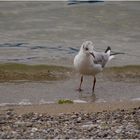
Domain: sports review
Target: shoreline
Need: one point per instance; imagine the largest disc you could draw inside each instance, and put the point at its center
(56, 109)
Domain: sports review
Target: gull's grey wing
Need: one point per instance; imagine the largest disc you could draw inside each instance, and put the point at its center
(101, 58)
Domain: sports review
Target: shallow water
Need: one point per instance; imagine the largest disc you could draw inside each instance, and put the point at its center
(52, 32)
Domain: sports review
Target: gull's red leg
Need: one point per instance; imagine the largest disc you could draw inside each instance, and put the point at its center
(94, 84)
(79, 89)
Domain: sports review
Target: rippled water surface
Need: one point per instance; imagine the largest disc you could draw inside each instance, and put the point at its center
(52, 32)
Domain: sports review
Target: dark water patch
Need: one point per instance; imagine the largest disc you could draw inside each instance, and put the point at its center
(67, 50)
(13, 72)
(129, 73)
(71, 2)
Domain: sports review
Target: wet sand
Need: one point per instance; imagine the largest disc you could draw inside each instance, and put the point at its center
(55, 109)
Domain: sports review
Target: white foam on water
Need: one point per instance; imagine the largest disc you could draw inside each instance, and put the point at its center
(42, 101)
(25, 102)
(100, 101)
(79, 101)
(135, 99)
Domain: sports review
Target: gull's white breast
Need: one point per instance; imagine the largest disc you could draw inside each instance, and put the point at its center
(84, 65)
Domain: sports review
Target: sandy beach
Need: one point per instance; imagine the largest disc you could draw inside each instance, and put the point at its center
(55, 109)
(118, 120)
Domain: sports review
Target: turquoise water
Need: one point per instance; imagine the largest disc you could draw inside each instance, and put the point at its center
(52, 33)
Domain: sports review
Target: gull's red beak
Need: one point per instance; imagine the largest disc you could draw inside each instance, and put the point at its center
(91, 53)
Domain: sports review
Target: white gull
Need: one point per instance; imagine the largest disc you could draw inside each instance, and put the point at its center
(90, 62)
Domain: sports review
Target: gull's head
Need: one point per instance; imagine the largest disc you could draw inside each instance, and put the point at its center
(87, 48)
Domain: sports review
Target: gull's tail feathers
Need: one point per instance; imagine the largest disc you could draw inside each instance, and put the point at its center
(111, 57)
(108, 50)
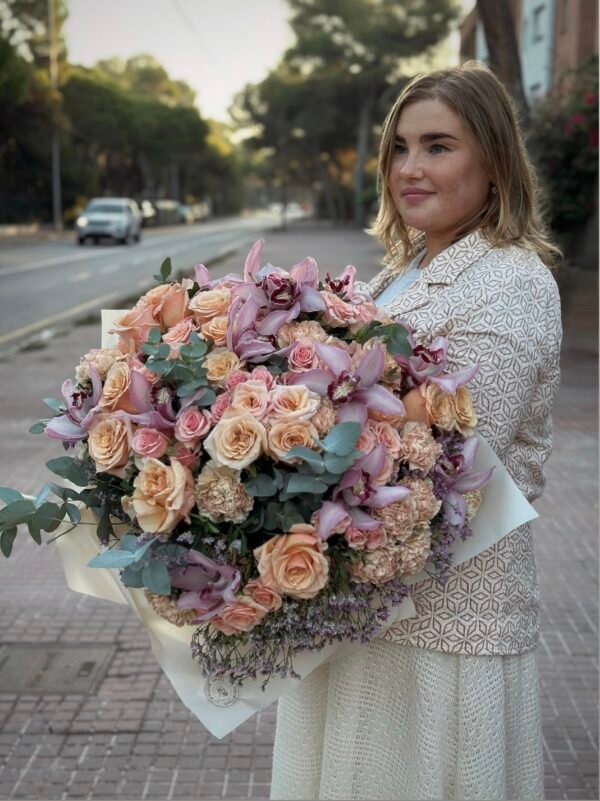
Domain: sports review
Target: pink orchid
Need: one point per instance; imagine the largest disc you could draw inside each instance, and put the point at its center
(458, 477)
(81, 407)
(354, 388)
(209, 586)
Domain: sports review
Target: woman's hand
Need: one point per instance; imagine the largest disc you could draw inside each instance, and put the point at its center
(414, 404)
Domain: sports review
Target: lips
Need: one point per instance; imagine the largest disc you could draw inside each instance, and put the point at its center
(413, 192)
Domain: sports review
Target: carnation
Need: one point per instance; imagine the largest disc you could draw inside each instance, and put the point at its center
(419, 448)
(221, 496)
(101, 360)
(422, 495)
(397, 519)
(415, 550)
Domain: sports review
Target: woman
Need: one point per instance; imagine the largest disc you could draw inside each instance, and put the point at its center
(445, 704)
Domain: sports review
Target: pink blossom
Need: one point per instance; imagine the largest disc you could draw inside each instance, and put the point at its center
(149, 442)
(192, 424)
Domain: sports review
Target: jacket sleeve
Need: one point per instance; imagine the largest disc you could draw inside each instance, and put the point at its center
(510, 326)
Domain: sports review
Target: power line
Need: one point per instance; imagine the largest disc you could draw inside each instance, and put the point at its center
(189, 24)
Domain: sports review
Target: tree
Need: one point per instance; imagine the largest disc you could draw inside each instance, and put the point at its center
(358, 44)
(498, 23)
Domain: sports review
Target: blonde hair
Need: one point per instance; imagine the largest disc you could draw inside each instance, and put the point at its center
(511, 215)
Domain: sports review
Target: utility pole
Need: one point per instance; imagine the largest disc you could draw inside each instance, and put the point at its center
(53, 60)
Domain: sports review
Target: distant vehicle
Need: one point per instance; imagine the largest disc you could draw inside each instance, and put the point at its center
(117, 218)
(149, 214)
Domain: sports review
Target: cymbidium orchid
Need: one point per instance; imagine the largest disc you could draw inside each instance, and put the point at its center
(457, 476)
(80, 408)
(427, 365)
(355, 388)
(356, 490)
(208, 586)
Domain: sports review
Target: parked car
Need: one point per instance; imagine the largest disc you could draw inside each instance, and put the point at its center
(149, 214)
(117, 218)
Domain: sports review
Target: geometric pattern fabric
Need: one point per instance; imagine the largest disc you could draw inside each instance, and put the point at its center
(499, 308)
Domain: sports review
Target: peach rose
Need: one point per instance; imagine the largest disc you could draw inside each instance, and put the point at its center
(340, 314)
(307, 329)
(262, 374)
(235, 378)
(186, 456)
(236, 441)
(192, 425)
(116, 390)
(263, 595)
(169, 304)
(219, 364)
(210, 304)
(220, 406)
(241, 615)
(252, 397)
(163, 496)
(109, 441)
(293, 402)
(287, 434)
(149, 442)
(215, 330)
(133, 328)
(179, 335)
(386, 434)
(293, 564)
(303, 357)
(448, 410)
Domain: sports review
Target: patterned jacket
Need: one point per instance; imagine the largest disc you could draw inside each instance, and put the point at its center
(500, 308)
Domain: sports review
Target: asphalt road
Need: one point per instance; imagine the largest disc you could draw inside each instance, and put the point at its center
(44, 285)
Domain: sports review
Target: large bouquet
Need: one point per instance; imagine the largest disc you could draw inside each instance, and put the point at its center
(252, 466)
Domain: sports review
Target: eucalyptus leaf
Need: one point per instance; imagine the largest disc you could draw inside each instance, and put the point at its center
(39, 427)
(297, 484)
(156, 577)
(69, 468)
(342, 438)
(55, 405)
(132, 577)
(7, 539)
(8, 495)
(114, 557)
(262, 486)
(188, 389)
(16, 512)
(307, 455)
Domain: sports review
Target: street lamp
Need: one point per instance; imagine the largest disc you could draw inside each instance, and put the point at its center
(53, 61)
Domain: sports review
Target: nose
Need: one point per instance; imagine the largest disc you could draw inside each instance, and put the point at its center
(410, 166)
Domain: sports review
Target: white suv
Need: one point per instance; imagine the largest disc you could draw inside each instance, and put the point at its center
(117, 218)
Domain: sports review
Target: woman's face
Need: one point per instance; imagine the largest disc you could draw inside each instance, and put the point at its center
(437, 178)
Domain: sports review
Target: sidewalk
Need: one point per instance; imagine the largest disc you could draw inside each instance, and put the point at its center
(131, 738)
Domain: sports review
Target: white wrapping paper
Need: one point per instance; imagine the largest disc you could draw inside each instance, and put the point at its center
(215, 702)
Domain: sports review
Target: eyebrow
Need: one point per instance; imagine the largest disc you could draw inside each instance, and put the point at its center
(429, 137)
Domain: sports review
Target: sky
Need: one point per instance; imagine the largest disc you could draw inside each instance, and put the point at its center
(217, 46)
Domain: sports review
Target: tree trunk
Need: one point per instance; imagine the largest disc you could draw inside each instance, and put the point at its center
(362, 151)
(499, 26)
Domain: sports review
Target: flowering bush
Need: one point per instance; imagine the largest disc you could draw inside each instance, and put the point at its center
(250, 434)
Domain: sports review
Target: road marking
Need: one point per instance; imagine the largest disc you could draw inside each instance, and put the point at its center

#####

INSTRUCTION → Pick out every line in the records above that contains the word "pink", and copy each one in full.

EXERCISE SOLUTION →
Target: pink orchid
Target: pink blossom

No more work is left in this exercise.